Training On Multiple Nodes With DeepSpeed

Setting Up DeepSpeed

DeepSpeed is an optimization library designed to facilitate distributed training. The mistral conda environment (see Installation) will install deepspeed when set up.

A user can use DeepSpeed for training with multiple gpu’s on one node or many nodes. This tutorial will assume you want to train on multiple nodes.

One essential configuration for DeepSpeed is the hostfile, which contains lists of machines accessible via passwordless SSH and slot counts, which indicate the amount of available gpu’s on each machine.

For this tutorial, we will assume the main machine’s address is machine1, that machine2 is operating as a worker machine, and that both machines have 8 gpu’s. The corresponding hostfile should look like this:

machine1 slots=8
machine2 slots=8

DeepSpeed will look for the hostfile at /job/hostfile on machine1 if a hostfile is not specified with the --hostfile argument. An example hostfile can be viewed at conf/deepspeed/hostfile.

Configuring Training

When running Deep Speed and Hugging Face, it is necessary to specify a collection of training settings in a DeepSpeed json config file. These settings will be used to create the final TrainingArguments object for model training and include such things as what optimizer or scheduler to use.

────────

■ PROMPT 1: In the DeepSpeed tutorial, where does DeepSpeed look for the hostfile when none is given with the --hostfile argument?
■ PROMPT 2: Please output the part of the DeepSpeed tutorial that opens with the words containing "DeepSpeed will look" and closes with "viewed at conf/deepspeed/hostfile.".
■ PROMPT 3: List every heading in the DeepSpeed tutorial.

[Photo object pointing records]
────────

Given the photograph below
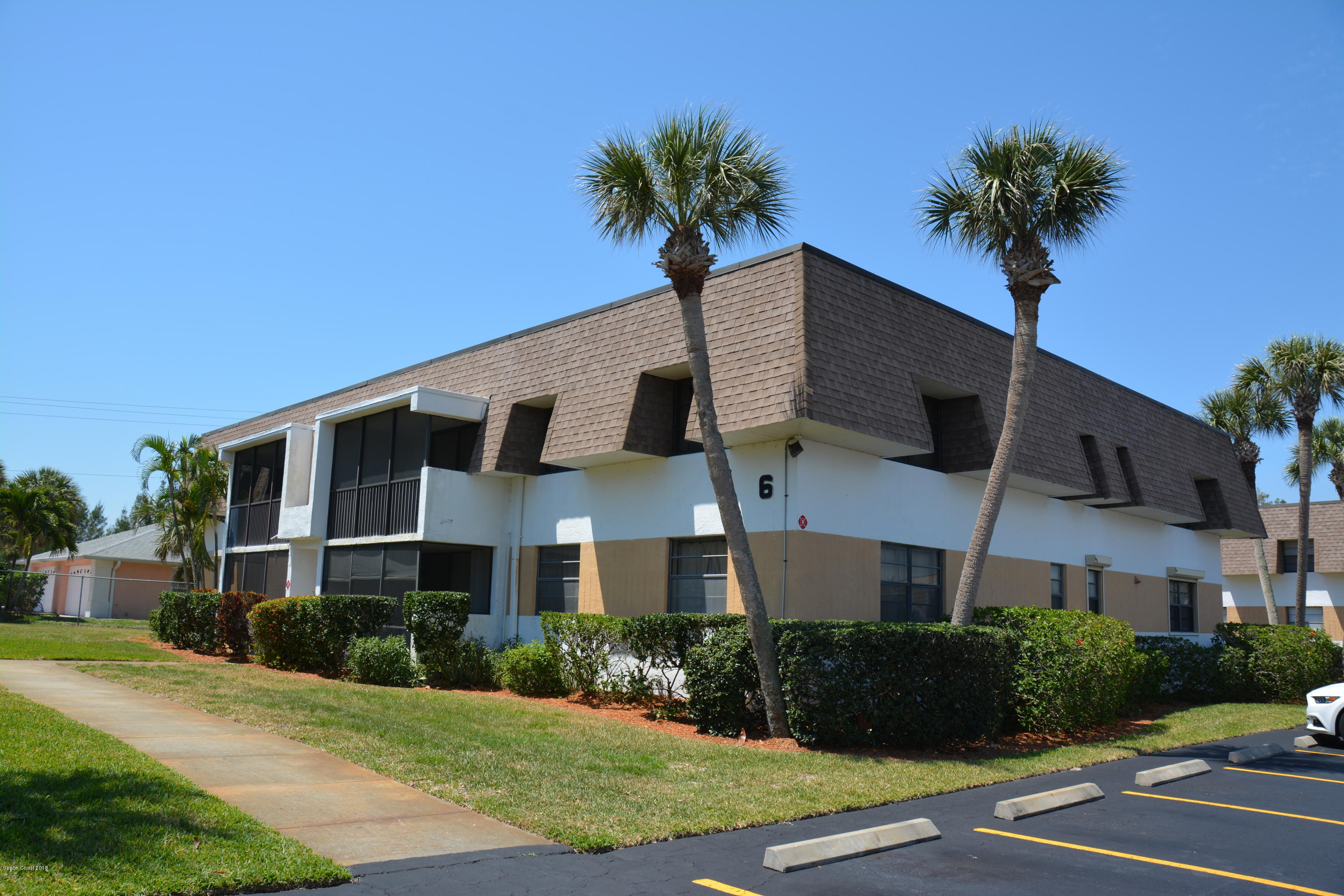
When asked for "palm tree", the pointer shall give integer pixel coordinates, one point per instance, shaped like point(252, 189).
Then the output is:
point(1244, 416)
point(1327, 448)
point(1305, 373)
point(35, 516)
point(194, 481)
point(698, 172)
point(1007, 198)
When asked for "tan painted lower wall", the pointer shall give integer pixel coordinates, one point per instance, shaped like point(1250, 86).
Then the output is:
point(1332, 618)
point(527, 581)
point(625, 578)
point(834, 577)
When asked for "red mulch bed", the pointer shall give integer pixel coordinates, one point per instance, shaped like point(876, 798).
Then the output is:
point(646, 718)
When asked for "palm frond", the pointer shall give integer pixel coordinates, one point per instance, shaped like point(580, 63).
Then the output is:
point(1035, 185)
point(695, 170)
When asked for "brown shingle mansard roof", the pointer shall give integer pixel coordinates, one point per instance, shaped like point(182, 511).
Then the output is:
point(800, 335)
point(1281, 526)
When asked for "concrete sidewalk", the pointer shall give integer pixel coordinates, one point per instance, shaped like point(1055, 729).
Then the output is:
point(340, 810)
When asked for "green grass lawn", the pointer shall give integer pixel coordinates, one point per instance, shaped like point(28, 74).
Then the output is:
point(593, 782)
point(47, 638)
point(84, 813)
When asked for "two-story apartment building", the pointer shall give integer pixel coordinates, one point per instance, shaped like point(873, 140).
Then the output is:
point(1244, 601)
point(558, 468)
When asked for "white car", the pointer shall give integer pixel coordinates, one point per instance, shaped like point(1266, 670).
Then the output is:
point(1323, 710)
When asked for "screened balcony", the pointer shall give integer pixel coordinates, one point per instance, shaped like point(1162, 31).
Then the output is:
point(377, 469)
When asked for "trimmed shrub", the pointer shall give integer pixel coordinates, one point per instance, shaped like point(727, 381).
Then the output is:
point(531, 669)
point(582, 642)
point(232, 629)
point(660, 644)
point(21, 593)
point(1073, 669)
point(187, 620)
point(382, 661)
point(859, 683)
point(1275, 664)
point(436, 621)
point(314, 633)
point(1190, 673)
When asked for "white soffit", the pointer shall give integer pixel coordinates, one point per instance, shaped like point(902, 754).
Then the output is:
point(421, 400)
point(261, 439)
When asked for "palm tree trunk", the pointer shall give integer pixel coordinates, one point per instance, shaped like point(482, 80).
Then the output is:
point(1026, 310)
point(1304, 511)
point(1266, 586)
point(1250, 458)
point(740, 550)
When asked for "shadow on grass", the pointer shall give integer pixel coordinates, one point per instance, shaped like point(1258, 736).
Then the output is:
point(90, 817)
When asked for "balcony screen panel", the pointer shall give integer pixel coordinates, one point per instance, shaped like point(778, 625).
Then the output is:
point(346, 454)
point(242, 476)
point(263, 470)
point(409, 445)
point(404, 507)
point(377, 456)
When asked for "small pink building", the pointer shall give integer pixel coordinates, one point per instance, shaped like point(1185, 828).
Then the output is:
point(117, 577)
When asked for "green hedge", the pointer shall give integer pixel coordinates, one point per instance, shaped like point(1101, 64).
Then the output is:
point(584, 642)
point(382, 661)
point(1275, 664)
point(1073, 669)
point(660, 644)
point(189, 620)
point(531, 669)
point(314, 633)
point(436, 621)
point(232, 629)
point(859, 683)
point(1183, 669)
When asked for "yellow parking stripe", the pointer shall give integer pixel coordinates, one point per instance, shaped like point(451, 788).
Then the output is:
point(1280, 774)
point(1285, 814)
point(1160, 862)
point(734, 891)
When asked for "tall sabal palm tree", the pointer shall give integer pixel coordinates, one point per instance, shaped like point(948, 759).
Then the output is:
point(35, 517)
point(698, 172)
point(1305, 373)
point(1008, 198)
point(1327, 448)
point(194, 481)
point(1244, 416)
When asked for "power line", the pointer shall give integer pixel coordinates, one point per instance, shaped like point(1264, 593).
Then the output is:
point(109, 420)
point(113, 410)
point(172, 408)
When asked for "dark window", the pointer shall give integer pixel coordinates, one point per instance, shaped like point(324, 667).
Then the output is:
point(452, 444)
point(1315, 617)
point(377, 464)
point(1057, 586)
point(933, 413)
point(254, 499)
point(1288, 555)
point(1093, 590)
point(257, 571)
point(558, 578)
point(1180, 595)
point(698, 577)
point(683, 406)
point(912, 583)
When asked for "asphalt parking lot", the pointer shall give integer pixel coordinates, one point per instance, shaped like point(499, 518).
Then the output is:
point(1275, 825)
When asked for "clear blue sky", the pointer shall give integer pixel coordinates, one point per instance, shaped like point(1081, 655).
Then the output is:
point(232, 205)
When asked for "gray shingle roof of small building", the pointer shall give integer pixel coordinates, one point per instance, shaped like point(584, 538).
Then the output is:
point(132, 544)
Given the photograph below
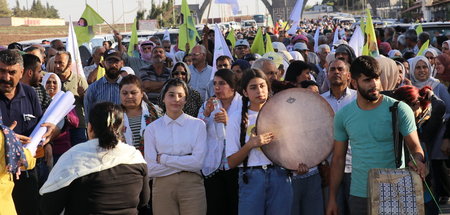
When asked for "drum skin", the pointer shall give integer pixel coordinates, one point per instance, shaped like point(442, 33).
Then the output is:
point(302, 124)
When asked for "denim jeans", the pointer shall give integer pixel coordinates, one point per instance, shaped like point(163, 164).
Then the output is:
point(308, 199)
point(358, 205)
point(267, 192)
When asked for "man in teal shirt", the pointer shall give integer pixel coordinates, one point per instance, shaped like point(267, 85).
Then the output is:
point(367, 124)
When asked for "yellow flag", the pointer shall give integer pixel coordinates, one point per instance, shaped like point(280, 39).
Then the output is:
point(258, 44)
point(269, 47)
point(231, 37)
point(423, 48)
point(187, 33)
point(371, 46)
point(133, 39)
point(85, 28)
point(100, 69)
point(419, 29)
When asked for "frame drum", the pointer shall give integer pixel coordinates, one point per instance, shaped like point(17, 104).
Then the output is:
point(302, 124)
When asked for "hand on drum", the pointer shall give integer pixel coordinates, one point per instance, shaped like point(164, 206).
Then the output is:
point(418, 167)
point(260, 139)
point(302, 169)
point(221, 117)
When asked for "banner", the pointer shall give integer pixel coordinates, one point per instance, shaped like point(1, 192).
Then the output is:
point(72, 48)
point(258, 44)
point(133, 39)
point(220, 48)
point(85, 28)
point(187, 33)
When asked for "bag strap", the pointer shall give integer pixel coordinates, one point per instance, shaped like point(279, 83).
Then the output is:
point(396, 135)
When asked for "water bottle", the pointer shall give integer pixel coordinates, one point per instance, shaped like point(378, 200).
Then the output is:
point(220, 127)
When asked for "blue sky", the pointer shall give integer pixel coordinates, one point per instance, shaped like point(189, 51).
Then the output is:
point(74, 8)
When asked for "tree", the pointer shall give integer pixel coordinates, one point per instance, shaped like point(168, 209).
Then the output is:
point(4, 10)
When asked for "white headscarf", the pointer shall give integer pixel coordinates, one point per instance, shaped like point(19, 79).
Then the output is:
point(432, 82)
point(392, 53)
point(58, 81)
point(296, 55)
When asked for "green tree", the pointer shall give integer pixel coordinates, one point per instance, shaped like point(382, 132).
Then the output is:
point(4, 10)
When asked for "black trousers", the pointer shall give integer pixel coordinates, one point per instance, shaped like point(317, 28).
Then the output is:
point(26, 194)
point(222, 193)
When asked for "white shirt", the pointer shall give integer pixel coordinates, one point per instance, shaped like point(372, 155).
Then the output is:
point(256, 157)
point(216, 146)
point(336, 105)
point(181, 144)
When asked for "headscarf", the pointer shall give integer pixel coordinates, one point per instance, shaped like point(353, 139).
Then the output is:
point(279, 46)
point(58, 81)
point(385, 48)
point(445, 61)
point(296, 55)
point(344, 48)
point(432, 82)
point(243, 64)
point(179, 55)
point(389, 73)
point(186, 68)
point(392, 53)
point(431, 50)
point(146, 56)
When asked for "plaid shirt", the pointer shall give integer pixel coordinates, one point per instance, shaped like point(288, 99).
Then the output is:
point(43, 97)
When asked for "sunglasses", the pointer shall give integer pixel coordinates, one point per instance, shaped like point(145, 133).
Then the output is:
point(178, 73)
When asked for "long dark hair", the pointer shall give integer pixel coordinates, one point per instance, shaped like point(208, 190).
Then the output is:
point(106, 120)
point(246, 78)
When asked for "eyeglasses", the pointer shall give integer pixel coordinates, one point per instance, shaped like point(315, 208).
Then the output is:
point(222, 66)
point(178, 73)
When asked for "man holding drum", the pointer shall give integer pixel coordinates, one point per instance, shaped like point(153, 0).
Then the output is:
point(367, 124)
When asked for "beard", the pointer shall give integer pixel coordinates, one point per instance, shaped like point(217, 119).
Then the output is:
point(146, 56)
point(366, 94)
point(112, 73)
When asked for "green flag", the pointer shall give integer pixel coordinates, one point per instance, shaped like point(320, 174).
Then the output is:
point(269, 47)
point(423, 48)
point(187, 33)
point(133, 39)
point(258, 44)
point(231, 37)
point(419, 29)
point(85, 28)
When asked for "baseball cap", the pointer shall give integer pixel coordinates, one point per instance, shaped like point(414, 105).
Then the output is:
point(242, 43)
point(300, 46)
point(112, 53)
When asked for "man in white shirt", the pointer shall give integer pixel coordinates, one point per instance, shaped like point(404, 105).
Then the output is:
point(200, 71)
point(339, 96)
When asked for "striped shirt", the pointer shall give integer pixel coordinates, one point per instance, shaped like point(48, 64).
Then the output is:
point(101, 91)
point(135, 126)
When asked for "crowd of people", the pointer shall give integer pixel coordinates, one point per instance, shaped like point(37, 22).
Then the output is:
point(163, 132)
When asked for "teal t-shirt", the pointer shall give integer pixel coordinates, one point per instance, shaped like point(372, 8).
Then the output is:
point(370, 136)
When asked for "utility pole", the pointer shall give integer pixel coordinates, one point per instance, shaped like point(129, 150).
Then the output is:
point(112, 8)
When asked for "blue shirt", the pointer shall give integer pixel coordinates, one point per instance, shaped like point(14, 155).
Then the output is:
point(101, 91)
point(23, 108)
point(370, 136)
point(200, 79)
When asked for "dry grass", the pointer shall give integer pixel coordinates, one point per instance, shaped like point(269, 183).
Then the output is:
point(20, 33)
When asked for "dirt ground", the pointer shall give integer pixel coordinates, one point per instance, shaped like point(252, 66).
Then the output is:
point(9, 34)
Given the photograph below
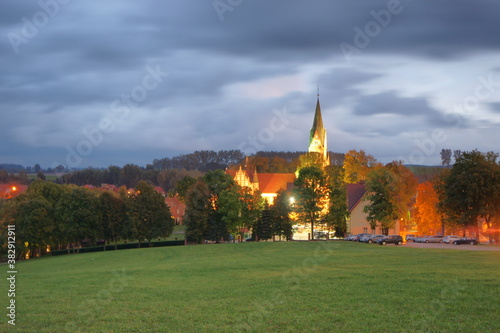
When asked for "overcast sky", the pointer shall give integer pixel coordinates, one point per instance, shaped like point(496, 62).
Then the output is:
point(99, 83)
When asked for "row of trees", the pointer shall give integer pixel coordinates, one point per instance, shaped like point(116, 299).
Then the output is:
point(218, 209)
point(64, 216)
point(467, 196)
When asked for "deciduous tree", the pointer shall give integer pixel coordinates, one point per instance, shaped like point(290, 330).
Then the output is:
point(470, 192)
point(311, 195)
point(150, 217)
point(357, 165)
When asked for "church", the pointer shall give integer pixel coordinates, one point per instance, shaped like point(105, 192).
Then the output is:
point(270, 183)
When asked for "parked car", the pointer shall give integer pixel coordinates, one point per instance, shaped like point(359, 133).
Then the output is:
point(434, 239)
point(364, 238)
point(410, 237)
point(391, 239)
point(466, 240)
point(374, 238)
point(421, 239)
point(450, 239)
point(358, 237)
point(319, 235)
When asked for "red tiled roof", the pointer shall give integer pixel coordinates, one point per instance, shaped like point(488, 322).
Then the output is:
point(273, 182)
point(249, 174)
point(160, 190)
point(9, 191)
point(354, 194)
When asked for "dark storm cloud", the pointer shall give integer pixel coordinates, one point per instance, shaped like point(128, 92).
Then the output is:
point(65, 78)
point(390, 103)
point(495, 107)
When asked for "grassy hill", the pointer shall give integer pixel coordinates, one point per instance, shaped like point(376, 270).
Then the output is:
point(286, 287)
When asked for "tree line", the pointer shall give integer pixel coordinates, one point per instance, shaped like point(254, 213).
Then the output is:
point(218, 209)
point(66, 216)
point(465, 196)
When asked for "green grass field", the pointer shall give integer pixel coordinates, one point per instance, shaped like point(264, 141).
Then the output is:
point(260, 287)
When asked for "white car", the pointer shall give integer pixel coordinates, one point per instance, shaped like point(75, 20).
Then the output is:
point(450, 239)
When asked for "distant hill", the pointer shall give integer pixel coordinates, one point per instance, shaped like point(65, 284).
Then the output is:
point(424, 172)
point(12, 168)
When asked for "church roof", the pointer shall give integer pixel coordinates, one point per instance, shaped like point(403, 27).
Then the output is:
point(273, 182)
point(318, 127)
point(354, 194)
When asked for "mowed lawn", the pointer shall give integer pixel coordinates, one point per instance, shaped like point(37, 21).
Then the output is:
point(260, 287)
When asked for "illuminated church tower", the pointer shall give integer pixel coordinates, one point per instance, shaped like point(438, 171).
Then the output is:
point(317, 137)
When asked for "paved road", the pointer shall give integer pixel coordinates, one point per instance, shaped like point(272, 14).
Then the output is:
point(481, 247)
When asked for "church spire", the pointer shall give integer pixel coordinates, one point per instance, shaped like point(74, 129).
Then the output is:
point(317, 137)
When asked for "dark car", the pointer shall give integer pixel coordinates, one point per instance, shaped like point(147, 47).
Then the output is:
point(410, 237)
point(360, 236)
point(391, 239)
point(374, 239)
point(466, 240)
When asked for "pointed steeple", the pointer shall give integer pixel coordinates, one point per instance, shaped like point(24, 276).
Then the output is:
point(255, 177)
point(317, 136)
point(317, 131)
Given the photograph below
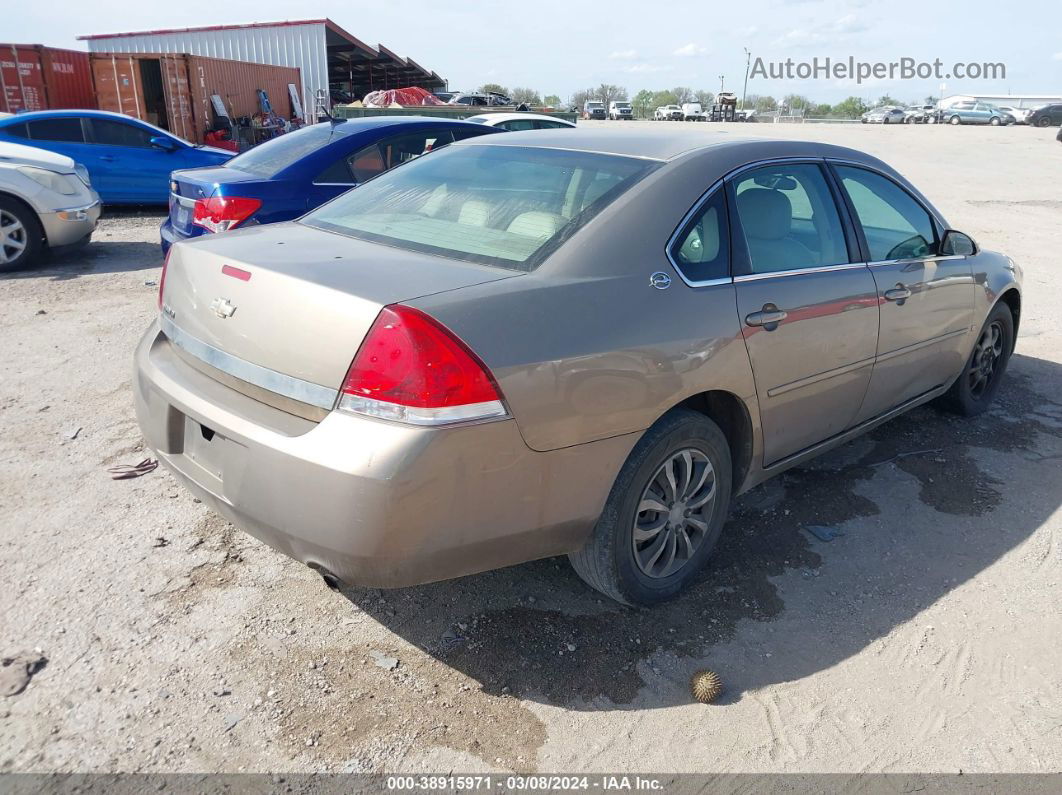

────────

■ COMPLETE ANSWER 1: At /job/hostfile on machine1.

■ COMPLETE ANSWER 2:
DeepSpeed will look for the hostfile at /job/hostfile on machine1 if a hostfile is not specified with the --hostfile argument. An example hostfile can be viewed at conf/deepspeed/hostfile.

■ COMPLETE ANSWER 3:
Training On Multiple Nodes With DeepSpeed
Setting Up DeepSpeed
Configuring Training